• **Records to process**
|---|

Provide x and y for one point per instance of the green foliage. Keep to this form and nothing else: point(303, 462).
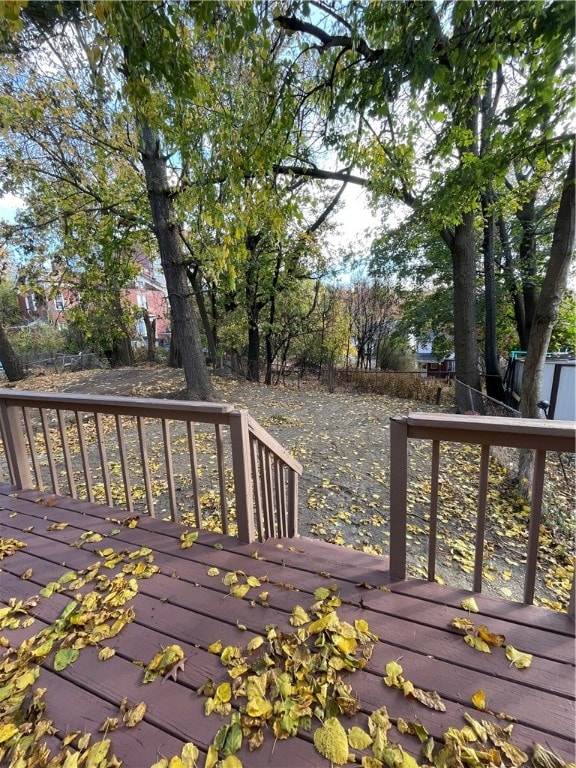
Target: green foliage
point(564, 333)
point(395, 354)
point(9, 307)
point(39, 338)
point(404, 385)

|---|

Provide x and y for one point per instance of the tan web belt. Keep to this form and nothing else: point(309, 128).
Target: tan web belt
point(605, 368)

|---|

• **Challenge**
Put the items from the line with "else: point(303, 462)." up to and including the line with "point(404, 385)" into a two-column CSV headed input and output. Use one row per item, with its text in one quoted field and its answer in the other, line breaks changed to spaces, and pictures left out.

• **Full response**
input,output
"Provide x and y for one point per instance of the green foliage. Keep to this form and nothing else: point(303, 462). Target: green foliage","point(564, 333) point(395, 354) point(9, 307) point(39, 338) point(404, 385)"